__Supplied text__
BEGIN

As soon as Ellington could afford to do so, he transported his orchestra for cross-country tours not on buses, but on two dedicated railroad Pullman sleepers and a baggage car, isolating them from any racially hostile townfolk they may have encountered (especially in the South).

Ellington loved the sound of train travel, “especially in the South,” he said. “There the fireman play blues on the engine whistle.”



From Carnegie Hall to the Ice Rinks

As it turned out, the years around Ellington's first Carnegie gig were, arguably, the musical peak for the Duke Ellington Orchestra, a strong crew highlighted at the time by bassist Jimmy Blanton and tenor saxophonist Ben Webster.

For decades after, Ellington's performances would be judged against this Blanton-Webster configuration. “I find all these other lifetimes to compete with," he once said.

The tides of time would soon wash against him. By 1946, most of the era's most famous big bands had disbanded, due to waning public interest. Nonetheless, he kept a pared orchestra on the road, even taking gigs at ice rinks to keep the money coming in.

And starting around the end of the war, Ellington became more conservative about whom he brought into the band to replace those leaving, cultivating a preference for journeymen better at recreating the old sound than those who could bring something radically new into the mix.

There would still be highlights in the decades to follow -- most notably, the Newport Jazz Festival in 1956, where the band surprised the audience with a version of "Diminuendo and Crescendo in Blue," in which tenor saxophonist Paul Gonsalves, cheered on by the crowd, did 27 chorus solos, each more impassioned than the last.

But by and large, "the great individualists were vanishing one by one. And the younger men who followed them into the band could not always appreciate the weight of the past that they were being asked to shoulder,” Teachout wrote.

By 1967, when Frank Sinatra finally got around to recording with the Ellington orchestra, his arranger found the band had difficulty working with the charts.

“One of the reasons for the unsatisfactory playing was that the band’s veterans, like their leader, were growing old,” Teachout wrote. By then, however, it didn't matter, as the kids had long since moved on to dancing to rock n roll.



Keyboard by His Side

A devoted man, Duke Ellington wrote music right up to his deathbed. For over 60 years, he kept a live touring band not so much for the fame and money, but simply because it provided him the means to hear his own compositions.

Ellington had a portable electronic piano that he took out on the road and kept at home. At night, after a gig, Ellington would return to his hotel room and start playing. It was with him in the hospital room where he died in 1974.

“He would just play, improvising, more-or-less fooling around, ruminating as it were," recalls composer Gunther Schuller, who once stayed in the next hotel room over. "Sometimes for long periods of time, working on some melody or motif, trying out some harmonic progression or a chain of chords, always so beautifully voiced."

"Then every once in a while, there would be silence, and I heard a scratching sound of a pencil. Duke had heard something he thought worthy of committing.”

Ellington wrote music in small segments — around eight measures at a time — and often without known resolutions. He wasn't strong at creating catchy melodies. Many of his tunes were not particularly singable and were heavily supported by harmonies. He was better at the instrumental compositions.

Teachout points to "Creole Rhapsody" as a prime example of this tendency.

END

__Work instruction__
Copy out word for word the passage of the Duke Ellington text that opens with the words containing "From Carnegie Hall" and closes with "saxophonist Ben Webster.".

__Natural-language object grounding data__

BEGIN

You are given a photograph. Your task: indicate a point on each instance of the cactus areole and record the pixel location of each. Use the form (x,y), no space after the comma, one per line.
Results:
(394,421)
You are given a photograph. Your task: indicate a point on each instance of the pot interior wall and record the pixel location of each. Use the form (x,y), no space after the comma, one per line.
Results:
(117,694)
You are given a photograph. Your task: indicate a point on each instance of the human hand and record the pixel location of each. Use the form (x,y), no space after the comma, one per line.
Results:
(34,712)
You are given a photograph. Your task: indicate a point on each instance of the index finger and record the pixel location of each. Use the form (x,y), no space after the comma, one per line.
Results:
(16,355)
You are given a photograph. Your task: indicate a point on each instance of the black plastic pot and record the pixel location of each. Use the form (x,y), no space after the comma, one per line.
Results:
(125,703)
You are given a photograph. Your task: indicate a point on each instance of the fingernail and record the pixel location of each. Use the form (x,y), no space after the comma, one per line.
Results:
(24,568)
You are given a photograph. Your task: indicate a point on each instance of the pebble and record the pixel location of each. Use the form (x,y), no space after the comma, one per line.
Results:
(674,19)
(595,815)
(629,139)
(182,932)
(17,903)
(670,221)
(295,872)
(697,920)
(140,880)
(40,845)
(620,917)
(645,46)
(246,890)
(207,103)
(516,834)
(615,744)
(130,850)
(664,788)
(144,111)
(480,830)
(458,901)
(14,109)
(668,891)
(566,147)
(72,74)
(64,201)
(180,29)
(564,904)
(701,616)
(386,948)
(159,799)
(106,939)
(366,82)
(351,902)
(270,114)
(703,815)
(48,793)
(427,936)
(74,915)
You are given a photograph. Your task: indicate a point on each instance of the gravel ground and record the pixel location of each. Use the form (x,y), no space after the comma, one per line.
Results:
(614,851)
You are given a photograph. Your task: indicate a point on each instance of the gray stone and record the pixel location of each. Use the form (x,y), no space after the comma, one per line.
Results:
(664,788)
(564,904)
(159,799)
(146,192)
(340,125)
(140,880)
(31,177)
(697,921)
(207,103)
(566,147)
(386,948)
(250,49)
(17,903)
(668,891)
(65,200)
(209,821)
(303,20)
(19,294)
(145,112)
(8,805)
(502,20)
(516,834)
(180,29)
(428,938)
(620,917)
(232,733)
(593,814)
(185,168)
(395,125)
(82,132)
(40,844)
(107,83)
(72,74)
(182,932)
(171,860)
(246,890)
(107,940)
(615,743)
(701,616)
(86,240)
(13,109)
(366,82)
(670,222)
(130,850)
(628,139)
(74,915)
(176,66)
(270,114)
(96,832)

END

__Result of the exercise__
From Carnegie Hall to the Ice Rinks

As it turned out, the years around Ellington's first Carnegie gig were, arguably, the musical peak for the Duke Ellington Orchestra, a strong crew highlighted at the time by bassist Jimmy Blanton and tenor saxophonist Ben Webster.